● **WHAT IS NEEDED**:
Render all of the material below as a numbered list, skipping blank lines. Leave the pictures out of your answer.

━━━━━━━━━━━━━━━━━━━━━━━━━━━━━━

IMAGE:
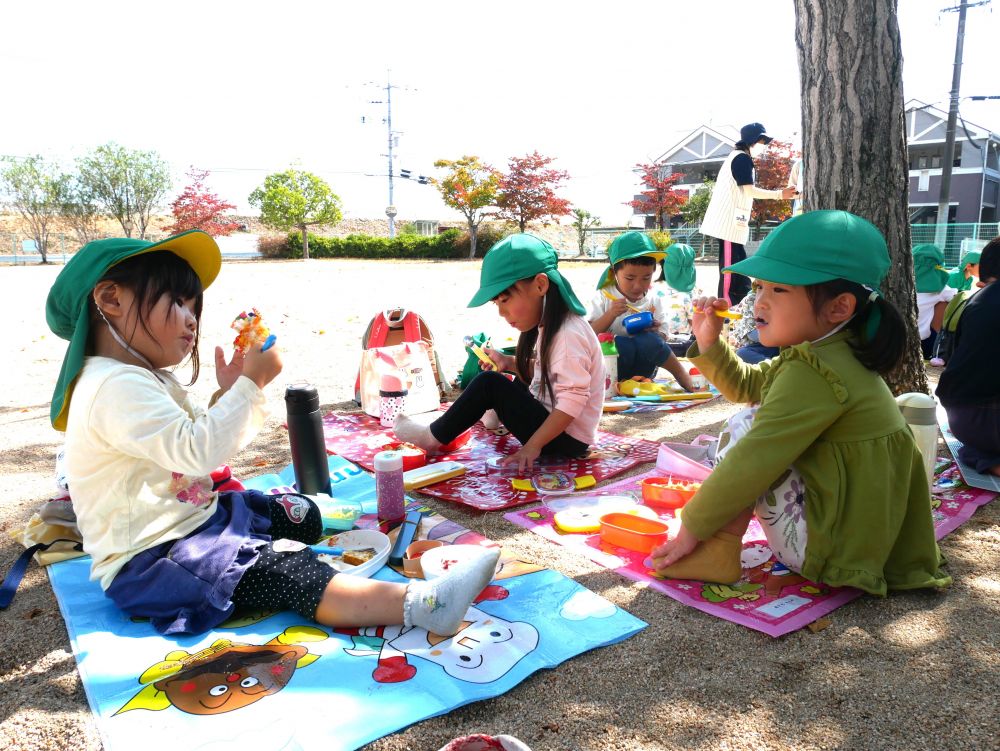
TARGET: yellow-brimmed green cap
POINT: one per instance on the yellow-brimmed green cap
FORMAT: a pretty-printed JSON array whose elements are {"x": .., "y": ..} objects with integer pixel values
[
  {"x": 820, "y": 246},
  {"x": 678, "y": 267},
  {"x": 624, "y": 247},
  {"x": 928, "y": 270},
  {"x": 518, "y": 257},
  {"x": 66, "y": 309}
]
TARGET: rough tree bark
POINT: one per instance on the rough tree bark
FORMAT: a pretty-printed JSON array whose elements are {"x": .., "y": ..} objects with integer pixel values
[{"x": 854, "y": 139}]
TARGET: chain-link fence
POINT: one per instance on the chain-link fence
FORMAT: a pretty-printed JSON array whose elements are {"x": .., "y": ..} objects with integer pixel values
[{"x": 957, "y": 239}]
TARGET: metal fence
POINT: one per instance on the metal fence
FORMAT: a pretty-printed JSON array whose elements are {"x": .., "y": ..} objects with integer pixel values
[{"x": 958, "y": 239}]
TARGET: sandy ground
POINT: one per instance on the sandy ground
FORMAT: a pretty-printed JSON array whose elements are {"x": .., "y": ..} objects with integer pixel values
[{"x": 916, "y": 670}]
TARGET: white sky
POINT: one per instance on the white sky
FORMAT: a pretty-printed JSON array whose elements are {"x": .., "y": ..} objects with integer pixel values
[{"x": 249, "y": 88}]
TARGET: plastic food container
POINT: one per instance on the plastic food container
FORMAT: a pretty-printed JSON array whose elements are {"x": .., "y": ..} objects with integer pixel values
[
  {"x": 670, "y": 462},
  {"x": 632, "y": 532},
  {"x": 413, "y": 456},
  {"x": 666, "y": 491},
  {"x": 338, "y": 514}
]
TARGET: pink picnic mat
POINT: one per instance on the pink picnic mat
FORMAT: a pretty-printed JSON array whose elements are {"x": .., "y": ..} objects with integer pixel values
[
  {"x": 769, "y": 597},
  {"x": 358, "y": 437}
]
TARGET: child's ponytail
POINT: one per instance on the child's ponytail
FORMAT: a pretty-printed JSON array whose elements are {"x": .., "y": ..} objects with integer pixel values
[{"x": 879, "y": 332}]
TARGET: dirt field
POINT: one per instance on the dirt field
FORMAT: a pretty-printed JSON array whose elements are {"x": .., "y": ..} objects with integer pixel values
[{"x": 916, "y": 670}]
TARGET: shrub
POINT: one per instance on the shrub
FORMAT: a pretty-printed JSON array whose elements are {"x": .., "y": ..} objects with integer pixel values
[
  {"x": 486, "y": 238},
  {"x": 365, "y": 246},
  {"x": 274, "y": 246}
]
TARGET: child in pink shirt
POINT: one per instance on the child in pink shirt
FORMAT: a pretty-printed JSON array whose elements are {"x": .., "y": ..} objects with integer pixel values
[{"x": 554, "y": 403}]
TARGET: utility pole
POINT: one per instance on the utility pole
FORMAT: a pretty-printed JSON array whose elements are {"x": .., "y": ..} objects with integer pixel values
[
  {"x": 947, "y": 161},
  {"x": 390, "y": 210}
]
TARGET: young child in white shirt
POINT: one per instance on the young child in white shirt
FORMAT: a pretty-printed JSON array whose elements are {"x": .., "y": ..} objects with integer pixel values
[
  {"x": 165, "y": 544},
  {"x": 625, "y": 288}
]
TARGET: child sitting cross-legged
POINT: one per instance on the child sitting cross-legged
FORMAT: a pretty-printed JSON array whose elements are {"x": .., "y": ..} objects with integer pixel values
[{"x": 825, "y": 459}]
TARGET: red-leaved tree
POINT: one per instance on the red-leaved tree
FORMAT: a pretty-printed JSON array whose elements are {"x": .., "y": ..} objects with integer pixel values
[
  {"x": 659, "y": 197},
  {"x": 772, "y": 169},
  {"x": 197, "y": 208},
  {"x": 528, "y": 190}
]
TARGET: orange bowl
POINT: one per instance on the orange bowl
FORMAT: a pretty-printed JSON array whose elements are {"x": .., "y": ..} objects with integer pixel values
[
  {"x": 666, "y": 491},
  {"x": 632, "y": 532}
]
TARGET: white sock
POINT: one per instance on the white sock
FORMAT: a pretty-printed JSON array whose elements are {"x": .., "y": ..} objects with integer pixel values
[
  {"x": 439, "y": 605},
  {"x": 412, "y": 431}
]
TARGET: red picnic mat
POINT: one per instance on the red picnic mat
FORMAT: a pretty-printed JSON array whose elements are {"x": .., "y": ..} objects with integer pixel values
[{"x": 358, "y": 437}]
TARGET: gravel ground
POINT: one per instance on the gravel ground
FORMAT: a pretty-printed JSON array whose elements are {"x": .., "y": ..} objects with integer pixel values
[{"x": 916, "y": 670}]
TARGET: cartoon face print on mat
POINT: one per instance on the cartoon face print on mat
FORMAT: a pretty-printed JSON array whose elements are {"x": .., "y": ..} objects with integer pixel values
[
  {"x": 226, "y": 676},
  {"x": 484, "y": 650}
]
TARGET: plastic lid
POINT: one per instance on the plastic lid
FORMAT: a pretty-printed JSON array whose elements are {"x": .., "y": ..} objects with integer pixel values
[
  {"x": 391, "y": 382},
  {"x": 388, "y": 461},
  {"x": 301, "y": 399}
]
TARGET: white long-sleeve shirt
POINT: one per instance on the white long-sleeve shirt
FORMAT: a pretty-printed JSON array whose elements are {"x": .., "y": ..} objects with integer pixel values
[{"x": 139, "y": 454}]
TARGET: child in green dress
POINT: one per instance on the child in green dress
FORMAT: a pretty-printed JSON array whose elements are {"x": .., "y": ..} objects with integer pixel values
[{"x": 825, "y": 461}]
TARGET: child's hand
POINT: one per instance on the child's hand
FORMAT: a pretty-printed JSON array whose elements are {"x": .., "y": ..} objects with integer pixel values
[
  {"x": 674, "y": 550},
  {"x": 525, "y": 459},
  {"x": 503, "y": 362},
  {"x": 227, "y": 373},
  {"x": 262, "y": 367},
  {"x": 705, "y": 325}
]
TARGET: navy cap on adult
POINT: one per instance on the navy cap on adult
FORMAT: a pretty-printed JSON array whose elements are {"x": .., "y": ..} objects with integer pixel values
[{"x": 754, "y": 132}]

━━━━━━━━━━━━━━━━━━━━━━━━━━━━━━

● **WORKED ANSWER**:
1. IMAGE:
2. TARGET: yellow-brimmed green cap
3. POINT: one per instance on the yellow-brimmed green cap
4. FORMAT: a pretty-printed JSON array whose elements are {"x": .., "y": ..} objects with integer pixel values
5. [
6.   {"x": 820, "y": 246},
7.   {"x": 678, "y": 267},
8.   {"x": 624, "y": 247},
9.   {"x": 928, "y": 270},
10.   {"x": 518, "y": 257},
11.   {"x": 66, "y": 309}
12. ]
13. TARGET: rough tree bark
14. POINT: one per instance on the rough tree bark
15. FORMAT: a pretty-printed JSON array whose elements are {"x": .., "y": ..} objects with integer pixel values
16. [{"x": 854, "y": 139}]
17. TARGET: chain-link fence
18. POINT: one per instance on the chain-link fence
19. FORMAT: a pretty-printed JSON array whose elements are {"x": .., "y": ..} objects with integer pixel values
20. [{"x": 957, "y": 239}]
21. TARGET: metal fence
22. POINT: one per instance on the metal fence
23. FORMAT: a pretty-printed JSON array whose elements are {"x": .., "y": ..} objects with integer pixel values
24. [{"x": 958, "y": 239}]
25. TARGET: sandy ground
26. POINT: one per instance on the sandy ground
27. FORMAT: a pretty-printed JSON array whose elements are {"x": .., "y": ..} objects with integer pixel values
28. [{"x": 916, "y": 670}]
29. TARGET: white sky
30. POINT: one per instance on the white sky
31. FORMAT: a pretty-printed JSON array whose elements are {"x": .., "y": ..} objects with integer pixel values
32. [{"x": 249, "y": 88}]
33. TARGET: plastic food container
34. POINT: one per instance on the plastic food container
35. FORMAT: a pretty-printed JSON array whose elements are {"x": .., "y": ..} objects with integer pixel values
36. [
37.   {"x": 670, "y": 462},
38.   {"x": 632, "y": 532},
39.   {"x": 413, "y": 456},
40.   {"x": 666, "y": 491},
41.   {"x": 338, "y": 514}
42. ]
43. TARGET: pink picnic mat
44. POINT: one per instance on the pink picnic mat
45. FORMAT: a pretty-printed JSON array whose elements are {"x": .., "y": ..} objects with integer pixel values
46. [
47.   {"x": 769, "y": 597},
48.   {"x": 358, "y": 437}
49. ]
50. TARGET: child's ponytail
51. POINT: one per instance on the child's ponytail
52. FORMAT: a pretty-printed JSON array whose elements are {"x": .., "y": ..} objects with integer pixel values
53. [{"x": 879, "y": 332}]
54. TARGET: dirt field
55. POINT: one per instance on the dirt field
56. FORMAT: a pretty-printed JSON array whose elements are {"x": .., "y": ..} objects with integer pixel values
57. [{"x": 916, "y": 670}]
58. TARGET: shrub
59. POINT: one per instance on the shrub
60. FORMAT: a pretty-printed JSON array whose elements are {"x": .., "y": ..} objects with integer pixel values
61. [
62.   {"x": 486, "y": 238},
63.   {"x": 365, "y": 246},
64.   {"x": 274, "y": 246}
65. ]
66. TARGET: child in pink shirt
67. POINT: one per instance on the child in pink shirt
68. FORMAT: a pretty-printed JSON array whose elements are {"x": .., "y": ..} objects with integer pixel values
69. [{"x": 554, "y": 403}]
70. TARGET: utility pole
71. POINT: one per instance on the utility pole
72. FORMAT: a pretty-printed JSON array whose elements are {"x": .., "y": ..} objects with integer pixel values
73. [
74.   {"x": 947, "y": 161},
75.   {"x": 390, "y": 210}
76. ]
77. TARGET: young child in white shirt
78. POINT: one per instance on the young child in white shirt
79. FORMAT: a pretty-printed JSON array whose elements are {"x": .., "y": ..} objects with integer pixel values
80. [
81.   {"x": 165, "y": 544},
82.   {"x": 625, "y": 288}
83. ]
84. TARGET: child sitting cross-legged
85. POINT: one per instance on the child sitting cross-legged
86. FORMAT: a pretty-printed JSON array whose elements are {"x": .., "y": ..} objects with integer pixel values
87. [{"x": 825, "y": 459}]
88. TARGET: red-leaved tree
89. POINT: one per instance on the red-leaved tree
90. FORMAT: a pretty-printed JSON array whose elements are {"x": .., "y": ..} objects with integer pixel values
91. [
92.   {"x": 659, "y": 197},
93.   {"x": 772, "y": 169},
94.   {"x": 197, "y": 208},
95.   {"x": 528, "y": 190}
96. ]
97. TARGET: orange bowl
98. POINT: one per instance on the orange bowl
99. FORMAT: a pretty-printed JSON array whose elements are {"x": .., "y": ..} objects with integer pixel values
100. [
101.   {"x": 666, "y": 491},
102.   {"x": 632, "y": 532}
103. ]
104. TARGET: white sock
105. POINT: one per instance on the white sock
106. FORMAT: a pretty-printed JSON array whose elements are {"x": .., "y": ..} objects with integer pixel values
107. [
108.   {"x": 439, "y": 605},
109.   {"x": 412, "y": 431}
110. ]
111. TARGET: red picnic mat
112. POINT: one per instance on the red picnic mat
113. FORMAT: a pretty-printed JSON array whose elements are {"x": .., "y": ..} objects with integer pixel values
114. [{"x": 358, "y": 437}]
115. TARGET: gravel ground
116. POINT: one per instance on the gravel ground
117. FORMAT: a pretty-printed JSON array whose elements are {"x": .., "y": ..} objects with integer pixel values
118. [{"x": 916, "y": 670}]
119. TARGET: cartoon face print on mat
120. POINT: one per instance on the cartoon face print on mat
121. FORMAT: a pretty-printed JSON array whose elements are {"x": .., "y": ..} objects with integer pixel values
122. [
123.   {"x": 226, "y": 676},
124.   {"x": 484, "y": 650}
125. ]
126. TARGET: plastic lid
127. POINT: one per instance on the plastic lid
128. FORMAT: a pretty-printed JSON array whose elements are {"x": .., "y": ..} objects with integer pixel values
129. [
130.   {"x": 391, "y": 382},
131.   {"x": 388, "y": 461},
132.   {"x": 301, "y": 399}
133. ]
134. TARGET: white long-sleeve shirt
135. POINT: one per instance on the white long-sleeve shirt
136. FORMAT: a pretty-printed JSON array whose elements are {"x": .., "y": ..} objects with integer pixel values
137. [{"x": 139, "y": 454}]
138. TARGET: child in green dress
139. POINT: one per instance on the child in green dress
140. FORMAT: a pretty-printed JSON array whose elements are {"x": .., "y": ..} objects with integer pixel values
141. [{"x": 825, "y": 461}]
142. TARGET: child's hand
143. POINT: one per instance on the child's hand
144. FORMAT: a pretty-printed JSON array whose elements are {"x": .., "y": ..} objects with integer pixel values
145. [
146.   {"x": 674, "y": 550},
147.   {"x": 525, "y": 459},
148.   {"x": 503, "y": 362},
149.   {"x": 227, "y": 373},
150.   {"x": 262, "y": 367},
151.   {"x": 705, "y": 325}
152. ]
153. TARGET: navy cap on adult
154. POINT: one per instance on the navy cap on adult
155. FORMAT: a pretty-printed JSON array whose elements are {"x": .., "y": ..} objects with integer pixel values
156. [{"x": 754, "y": 132}]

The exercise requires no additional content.